__STORED DATA__.
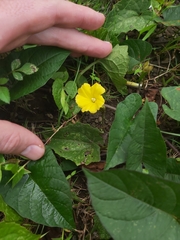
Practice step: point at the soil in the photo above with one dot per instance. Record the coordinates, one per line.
(38, 112)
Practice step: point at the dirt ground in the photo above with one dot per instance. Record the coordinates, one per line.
(38, 112)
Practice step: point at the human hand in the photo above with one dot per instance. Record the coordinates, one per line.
(50, 22)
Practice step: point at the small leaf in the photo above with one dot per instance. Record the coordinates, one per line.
(43, 195)
(56, 92)
(10, 214)
(3, 81)
(4, 94)
(78, 143)
(15, 64)
(61, 74)
(71, 89)
(28, 68)
(47, 59)
(116, 66)
(128, 15)
(132, 205)
(172, 96)
(11, 230)
(17, 75)
(171, 16)
(173, 170)
(138, 50)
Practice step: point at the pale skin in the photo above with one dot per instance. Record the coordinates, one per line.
(44, 22)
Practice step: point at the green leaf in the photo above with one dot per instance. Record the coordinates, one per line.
(10, 214)
(9, 231)
(15, 64)
(64, 103)
(28, 69)
(129, 15)
(56, 92)
(170, 16)
(132, 205)
(173, 170)
(116, 66)
(2, 159)
(78, 143)
(3, 81)
(43, 196)
(4, 94)
(47, 59)
(138, 50)
(18, 76)
(71, 89)
(172, 96)
(119, 139)
(147, 147)
(61, 74)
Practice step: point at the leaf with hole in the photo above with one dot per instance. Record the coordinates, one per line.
(133, 205)
(78, 143)
(11, 230)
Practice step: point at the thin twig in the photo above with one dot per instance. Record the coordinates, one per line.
(49, 139)
(172, 147)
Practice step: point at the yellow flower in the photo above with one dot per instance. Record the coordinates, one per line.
(89, 97)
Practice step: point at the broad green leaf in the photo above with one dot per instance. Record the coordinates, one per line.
(4, 94)
(3, 81)
(119, 139)
(116, 66)
(173, 170)
(56, 92)
(28, 69)
(138, 50)
(132, 205)
(15, 64)
(78, 143)
(10, 214)
(43, 195)
(147, 147)
(172, 96)
(71, 89)
(61, 74)
(170, 16)
(129, 15)
(47, 59)
(14, 231)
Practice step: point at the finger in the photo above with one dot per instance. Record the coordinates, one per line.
(81, 16)
(72, 40)
(17, 140)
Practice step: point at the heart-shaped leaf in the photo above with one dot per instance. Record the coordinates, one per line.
(43, 195)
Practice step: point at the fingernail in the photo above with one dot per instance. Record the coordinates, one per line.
(33, 152)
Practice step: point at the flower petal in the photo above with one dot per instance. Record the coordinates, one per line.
(85, 91)
(82, 101)
(97, 89)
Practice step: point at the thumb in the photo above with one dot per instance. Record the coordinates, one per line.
(17, 140)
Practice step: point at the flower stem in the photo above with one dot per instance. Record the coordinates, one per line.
(133, 84)
(87, 68)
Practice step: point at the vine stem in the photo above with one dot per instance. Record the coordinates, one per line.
(87, 68)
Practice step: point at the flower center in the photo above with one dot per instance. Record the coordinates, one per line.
(93, 99)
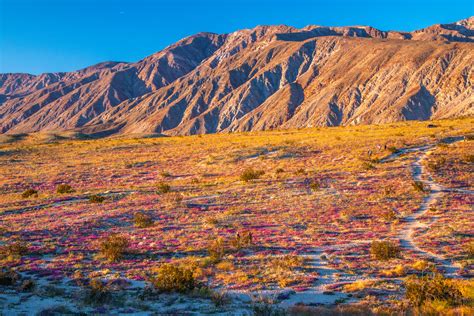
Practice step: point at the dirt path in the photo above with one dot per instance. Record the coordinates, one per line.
(434, 192)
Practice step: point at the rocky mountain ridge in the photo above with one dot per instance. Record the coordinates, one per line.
(256, 79)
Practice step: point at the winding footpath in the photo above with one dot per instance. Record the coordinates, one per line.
(434, 192)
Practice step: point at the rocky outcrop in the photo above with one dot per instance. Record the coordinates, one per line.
(264, 78)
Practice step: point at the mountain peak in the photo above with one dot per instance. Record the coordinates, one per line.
(270, 76)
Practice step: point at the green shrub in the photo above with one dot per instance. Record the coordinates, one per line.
(64, 188)
(113, 247)
(172, 278)
(384, 250)
(163, 188)
(432, 288)
(142, 220)
(96, 198)
(251, 174)
(29, 193)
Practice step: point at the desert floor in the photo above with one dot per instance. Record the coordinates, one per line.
(269, 222)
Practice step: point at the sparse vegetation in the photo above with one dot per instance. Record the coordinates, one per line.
(14, 250)
(142, 220)
(216, 249)
(64, 188)
(251, 174)
(29, 193)
(163, 188)
(113, 247)
(384, 250)
(96, 198)
(432, 288)
(418, 186)
(173, 278)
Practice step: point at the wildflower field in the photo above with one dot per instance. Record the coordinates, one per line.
(295, 221)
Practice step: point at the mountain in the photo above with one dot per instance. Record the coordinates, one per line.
(262, 78)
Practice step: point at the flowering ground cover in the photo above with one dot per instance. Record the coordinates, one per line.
(286, 216)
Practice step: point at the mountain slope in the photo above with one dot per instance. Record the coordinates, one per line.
(264, 78)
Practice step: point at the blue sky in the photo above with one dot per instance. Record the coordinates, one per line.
(62, 35)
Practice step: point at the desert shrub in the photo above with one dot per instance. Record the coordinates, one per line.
(97, 292)
(113, 247)
(27, 285)
(384, 250)
(266, 306)
(96, 198)
(216, 249)
(396, 271)
(468, 158)
(419, 186)
(64, 188)
(314, 185)
(241, 241)
(163, 188)
(287, 262)
(423, 265)
(165, 174)
(172, 199)
(29, 193)
(432, 288)
(16, 249)
(142, 220)
(8, 277)
(367, 166)
(389, 216)
(173, 278)
(437, 164)
(393, 149)
(251, 174)
(470, 249)
(300, 172)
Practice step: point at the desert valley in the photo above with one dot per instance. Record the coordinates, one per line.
(269, 171)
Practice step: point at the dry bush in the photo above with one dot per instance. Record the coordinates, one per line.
(8, 277)
(97, 292)
(173, 278)
(64, 188)
(418, 186)
(96, 198)
(14, 250)
(432, 288)
(251, 174)
(216, 249)
(163, 188)
(113, 247)
(384, 250)
(29, 193)
(172, 199)
(142, 220)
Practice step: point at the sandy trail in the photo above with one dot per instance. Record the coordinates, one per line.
(434, 192)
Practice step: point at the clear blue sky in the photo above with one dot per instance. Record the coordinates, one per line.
(63, 35)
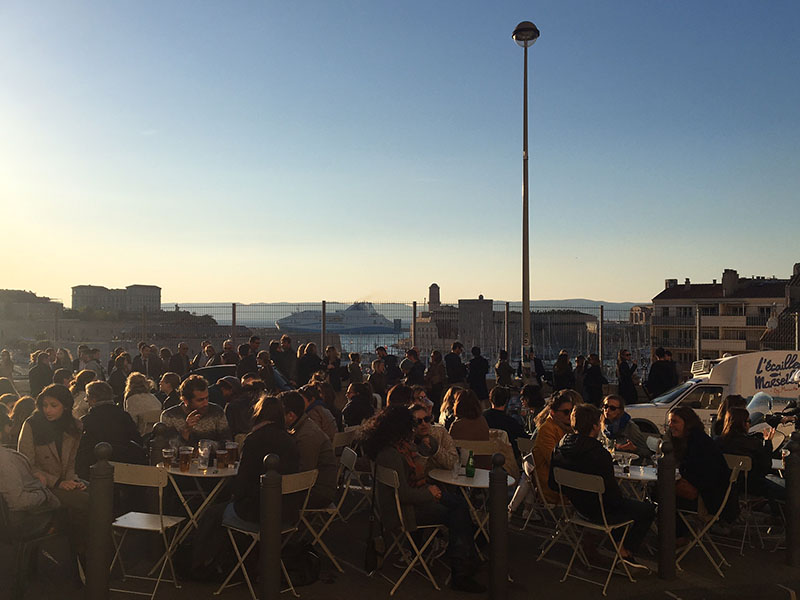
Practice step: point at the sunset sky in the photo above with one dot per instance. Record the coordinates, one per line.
(268, 151)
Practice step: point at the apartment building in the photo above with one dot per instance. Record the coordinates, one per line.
(733, 314)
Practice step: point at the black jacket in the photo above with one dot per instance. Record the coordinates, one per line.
(268, 439)
(586, 454)
(109, 423)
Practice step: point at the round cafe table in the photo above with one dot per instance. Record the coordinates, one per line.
(464, 483)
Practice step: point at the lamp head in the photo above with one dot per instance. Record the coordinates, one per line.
(525, 34)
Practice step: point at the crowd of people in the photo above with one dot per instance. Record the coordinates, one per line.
(410, 419)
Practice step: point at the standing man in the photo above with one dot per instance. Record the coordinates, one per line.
(456, 371)
(179, 363)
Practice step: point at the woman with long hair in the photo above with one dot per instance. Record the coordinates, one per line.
(625, 371)
(387, 439)
(736, 439)
(78, 390)
(49, 439)
(6, 365)
(703, 470)
(140, 401)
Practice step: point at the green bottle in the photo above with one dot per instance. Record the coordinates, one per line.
(470, 468)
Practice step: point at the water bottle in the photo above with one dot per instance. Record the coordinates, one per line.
(470, 469)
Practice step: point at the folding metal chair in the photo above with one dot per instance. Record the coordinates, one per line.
(290, 484)
(700, 534)
(324, 517)
(402, 539)
(595, 484)
(151, 477)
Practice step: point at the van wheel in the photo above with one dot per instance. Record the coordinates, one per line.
(646, 427)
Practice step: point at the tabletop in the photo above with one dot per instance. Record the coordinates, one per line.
(210, 473)
(480, 481)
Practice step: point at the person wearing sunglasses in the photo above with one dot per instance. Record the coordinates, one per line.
(619, 427)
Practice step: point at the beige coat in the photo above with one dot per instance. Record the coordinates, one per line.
(45, 460)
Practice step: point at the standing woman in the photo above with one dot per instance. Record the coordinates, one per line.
(49, 439)
(625, 370)
(332, 362)
(6, 365)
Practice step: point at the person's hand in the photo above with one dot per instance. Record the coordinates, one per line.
(435, 492)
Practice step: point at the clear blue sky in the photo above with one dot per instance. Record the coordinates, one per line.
(264, 151)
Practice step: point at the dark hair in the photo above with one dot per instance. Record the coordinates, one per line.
(689, 417)
(499, 396)
(99, 391)
(269, 408)
(584, 418)
(400, 395)
(60, 375)
(293, 402)
(730, 401)
(389, 427)
(735, 421)
(192, 384)
(467, 405)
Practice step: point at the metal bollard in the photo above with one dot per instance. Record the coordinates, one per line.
(498, 529)
(666, 511)
(792, 473)
(99, 550)
(269, 559)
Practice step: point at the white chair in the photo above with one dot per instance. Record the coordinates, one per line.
(290, 484)
(700, 532)
(324, 517)
(402, 540)
(151, 477)
(593, 484)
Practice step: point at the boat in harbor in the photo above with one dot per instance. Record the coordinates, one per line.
(358, 318)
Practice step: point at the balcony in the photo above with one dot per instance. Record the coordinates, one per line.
(724, 345)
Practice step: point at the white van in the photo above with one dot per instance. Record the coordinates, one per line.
(712, 380)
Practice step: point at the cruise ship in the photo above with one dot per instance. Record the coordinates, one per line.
(359, 318)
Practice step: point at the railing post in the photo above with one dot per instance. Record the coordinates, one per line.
(792, 473)
(698, 344)
(507, 329)
(498, 526)
(600, 336)
(269, 560)
(414, 324)
(101, 513)
(667, 514)
(324, 327)
(233, 323)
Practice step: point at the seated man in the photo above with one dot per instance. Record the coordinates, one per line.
(31, 505)
(316, 451)
(107, 422)
(497, 418)
(619, 426)
(583, 452)
(195, 419)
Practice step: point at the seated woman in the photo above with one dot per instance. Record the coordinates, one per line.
(268, 436)
(387, 439)
(703, 470)
(735, 439)
(49, 439)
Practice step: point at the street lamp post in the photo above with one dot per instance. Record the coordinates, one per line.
(525, 35)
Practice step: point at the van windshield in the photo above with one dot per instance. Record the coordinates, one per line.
(670, 396)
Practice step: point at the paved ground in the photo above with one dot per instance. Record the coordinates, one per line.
(758, 574)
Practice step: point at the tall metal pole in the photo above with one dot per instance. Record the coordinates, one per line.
(526, 284)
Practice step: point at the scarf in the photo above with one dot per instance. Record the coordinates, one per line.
(416, 478)
(615, 428)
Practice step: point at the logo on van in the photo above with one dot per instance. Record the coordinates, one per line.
(770, 374)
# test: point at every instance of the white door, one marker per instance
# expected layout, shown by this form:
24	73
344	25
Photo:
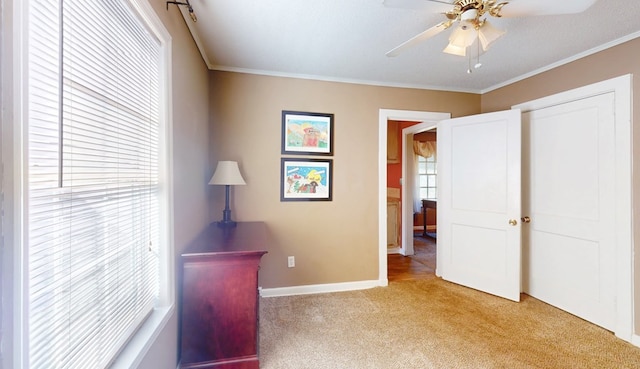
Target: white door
479	185
569	261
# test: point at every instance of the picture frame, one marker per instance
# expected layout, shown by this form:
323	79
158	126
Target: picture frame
306	179
305	133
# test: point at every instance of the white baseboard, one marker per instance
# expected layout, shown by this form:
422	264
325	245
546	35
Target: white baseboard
318	288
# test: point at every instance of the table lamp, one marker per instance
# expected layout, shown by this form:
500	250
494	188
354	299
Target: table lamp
227	174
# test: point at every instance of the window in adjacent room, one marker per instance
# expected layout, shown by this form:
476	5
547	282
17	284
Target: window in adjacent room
427	172
96	231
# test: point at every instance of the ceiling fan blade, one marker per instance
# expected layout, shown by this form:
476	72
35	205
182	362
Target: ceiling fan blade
522	8
419	38
432	6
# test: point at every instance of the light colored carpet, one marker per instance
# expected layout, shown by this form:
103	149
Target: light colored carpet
430	324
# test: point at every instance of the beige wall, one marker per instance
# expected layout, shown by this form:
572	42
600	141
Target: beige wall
190	92
613	62
333	241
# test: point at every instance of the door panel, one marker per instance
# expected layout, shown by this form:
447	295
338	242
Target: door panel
479	192
571	250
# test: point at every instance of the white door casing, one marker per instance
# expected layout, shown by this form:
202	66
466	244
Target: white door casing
479	211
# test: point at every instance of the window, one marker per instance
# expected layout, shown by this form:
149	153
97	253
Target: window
427	171
96	230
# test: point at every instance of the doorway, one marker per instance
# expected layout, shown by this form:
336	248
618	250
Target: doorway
426	120
624	272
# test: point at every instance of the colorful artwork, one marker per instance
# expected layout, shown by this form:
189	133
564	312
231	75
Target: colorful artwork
307	133
308	179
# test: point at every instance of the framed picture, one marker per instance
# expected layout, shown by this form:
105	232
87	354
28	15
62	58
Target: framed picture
305	179
307	133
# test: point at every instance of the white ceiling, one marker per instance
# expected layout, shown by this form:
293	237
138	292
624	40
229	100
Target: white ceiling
346	40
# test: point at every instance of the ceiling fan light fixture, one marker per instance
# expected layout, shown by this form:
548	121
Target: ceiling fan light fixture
488	34
463	36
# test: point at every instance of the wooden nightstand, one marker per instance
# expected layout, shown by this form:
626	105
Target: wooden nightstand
219	319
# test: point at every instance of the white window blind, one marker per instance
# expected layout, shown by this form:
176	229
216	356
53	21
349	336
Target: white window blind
93	209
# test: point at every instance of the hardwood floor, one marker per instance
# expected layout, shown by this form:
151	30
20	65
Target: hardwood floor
422	265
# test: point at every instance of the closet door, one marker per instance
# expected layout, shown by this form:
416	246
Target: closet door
479	160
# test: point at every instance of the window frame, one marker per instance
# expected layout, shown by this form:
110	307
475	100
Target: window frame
424	160
14	76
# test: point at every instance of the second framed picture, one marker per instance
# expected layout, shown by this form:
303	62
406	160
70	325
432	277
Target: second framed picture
307	133
305	179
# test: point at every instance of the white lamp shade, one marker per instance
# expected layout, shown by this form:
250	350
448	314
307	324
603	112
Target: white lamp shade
227	173
455	50
488	34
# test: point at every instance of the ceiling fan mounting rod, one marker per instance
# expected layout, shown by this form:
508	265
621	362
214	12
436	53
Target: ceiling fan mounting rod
489	6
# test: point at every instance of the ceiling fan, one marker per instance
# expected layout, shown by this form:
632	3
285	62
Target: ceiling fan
470	16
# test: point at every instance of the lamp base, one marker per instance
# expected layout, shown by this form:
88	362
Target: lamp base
226	223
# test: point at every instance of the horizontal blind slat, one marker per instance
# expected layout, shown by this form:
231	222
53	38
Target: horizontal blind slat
92	278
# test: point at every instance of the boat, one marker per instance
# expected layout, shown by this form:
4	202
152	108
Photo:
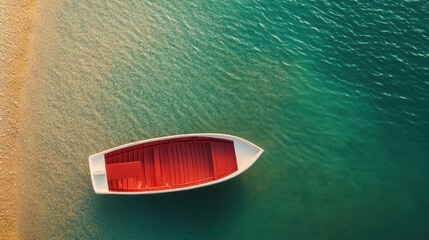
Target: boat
171	163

__GOAL__. Give back word for word the lines from the one containing "# test: point at every instance of the window frame, one" through the final line of the data above. Pictures are to be left out.

__PROBLEM SOLUTION__.
# test: point at every instance of the window frame, one marker per instance
# expected layout, shown by this form:
110	307
475	100
Target: window frame
424	160
14	76
# test: point at every instance of the second framed picture, one marker per instance
# expected layout, shown by this form:
303	62
406	160
70	325
432	277
Target: second framed picture
307	133
305	179
# test: point at every instance of the white lamp shade, one marker per instance
# expected layout, shown by this form:
250	350
448	314
307	324
603	112
Target: white lamp shade
227	173
455	50
488	34
# test: point at every instance of the ceiling fan mounting rod, one marker per instance
# expected layout, shown by this form:
508	265
621	362
214	12
436	53
Target: ceiling fan mounting rod
489	6
# test: point at every instance of the ceiling fan, one marker per instance
# expected layout, shown by this form:
632	3
285	62
Target: ceiling fan
470	16
# test: point at every instance of the lamp base, one marker per instance
# expected layout, shown by this form:
88	362
Target: lamp base
226	223
# test: point at every instance of the horizontal blind slat, one marker per instance
# expected layout, shown by this form:
231	222
53	38
Target: horizontal blind slat
92	278
# test: point at every instance of the boat, one marker per instance
# expected layout, shown by this form:
4	202
152	108
Photo:
Target: boat
171	163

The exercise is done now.